> **Excerpt provided**:
# # # # # # #

I was answering a question and recommending return by-value for a large type because I was confident the compiler would perform return-value optimization (RVO). But then it was pointed out to me that Visual Studio 2013 was not performing RVO on my code.
I've found a question here regarding Visual Studio failing to perform RVO but in that case the conclusion seemed to be that if it really matters Visual Studio will perform RVO. In my case it does matter, it makes a significant impact to performance which I've confirmed with profiling results. Here is the simplified code:
#include <vector> #include <numeric> #include <iostream> struct Foo { std::vector<double> v; Foo(std::vector<double> _v) : v(std::move(_v)) {} }; Foo getBigFoo() { std::vector<double> v(1000000); std::iota(v.begin(), v.end(), 0); // Fill vector with non-trivial data return Foo(std::move(v)); // Expecting RVO to happen here. } int main() { std::cout << "Press any key to start test..."; std::cin.ignore(); for (int i = 0; i != 100; ++i) { // Repeat test to get meaningful profiler results auto foo = getBigFoo(); std::cout << std::accumulate(foo.v.begin(), foo.v.end(), 0.0) << "\n"; } }
I'm expecting the compiler to perform RVO on the return type from getBigFoo()

# # # # # # #

> **Set exercise**:
In the post about return-value optimization, which compiler was found not to perform RVO on the code? The data after this point is not needed.

> **Dataset records**:

# # # # # # #

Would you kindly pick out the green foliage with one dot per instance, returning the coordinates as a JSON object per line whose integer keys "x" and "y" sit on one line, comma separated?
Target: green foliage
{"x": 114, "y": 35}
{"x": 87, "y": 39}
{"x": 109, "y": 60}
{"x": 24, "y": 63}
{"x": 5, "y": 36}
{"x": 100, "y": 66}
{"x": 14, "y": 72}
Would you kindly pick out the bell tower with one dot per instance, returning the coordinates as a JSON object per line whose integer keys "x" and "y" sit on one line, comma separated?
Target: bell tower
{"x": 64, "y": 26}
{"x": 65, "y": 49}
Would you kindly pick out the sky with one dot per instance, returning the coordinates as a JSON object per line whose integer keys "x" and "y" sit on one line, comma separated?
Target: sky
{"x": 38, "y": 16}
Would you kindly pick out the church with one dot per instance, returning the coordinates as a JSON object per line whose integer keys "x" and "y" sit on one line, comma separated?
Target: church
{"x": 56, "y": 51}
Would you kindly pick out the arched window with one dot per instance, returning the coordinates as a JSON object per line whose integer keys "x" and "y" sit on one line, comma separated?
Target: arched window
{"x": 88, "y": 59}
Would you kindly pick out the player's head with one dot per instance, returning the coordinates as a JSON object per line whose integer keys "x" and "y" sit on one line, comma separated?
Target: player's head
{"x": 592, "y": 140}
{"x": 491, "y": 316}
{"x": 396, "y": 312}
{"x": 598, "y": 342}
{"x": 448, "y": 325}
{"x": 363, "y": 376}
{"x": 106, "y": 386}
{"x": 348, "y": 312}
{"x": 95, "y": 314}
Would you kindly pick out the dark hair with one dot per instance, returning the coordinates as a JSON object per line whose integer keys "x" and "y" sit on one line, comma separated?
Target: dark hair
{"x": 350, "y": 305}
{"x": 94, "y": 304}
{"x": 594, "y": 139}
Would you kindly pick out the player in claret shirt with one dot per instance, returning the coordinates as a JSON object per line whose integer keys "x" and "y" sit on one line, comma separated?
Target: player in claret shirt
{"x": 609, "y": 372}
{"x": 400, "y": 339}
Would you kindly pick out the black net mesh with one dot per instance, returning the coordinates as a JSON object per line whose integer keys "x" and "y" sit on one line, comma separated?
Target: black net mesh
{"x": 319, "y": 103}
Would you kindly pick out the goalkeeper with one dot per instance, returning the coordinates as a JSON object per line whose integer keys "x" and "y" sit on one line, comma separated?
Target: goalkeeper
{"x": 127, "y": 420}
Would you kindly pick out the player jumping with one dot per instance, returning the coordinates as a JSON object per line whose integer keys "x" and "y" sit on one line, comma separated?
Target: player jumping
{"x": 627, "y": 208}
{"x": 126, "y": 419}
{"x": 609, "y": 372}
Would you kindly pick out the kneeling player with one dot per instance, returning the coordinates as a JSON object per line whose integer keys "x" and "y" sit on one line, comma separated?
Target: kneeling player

# # # # # # #

> **Exercise response**:
Visual Studio 2013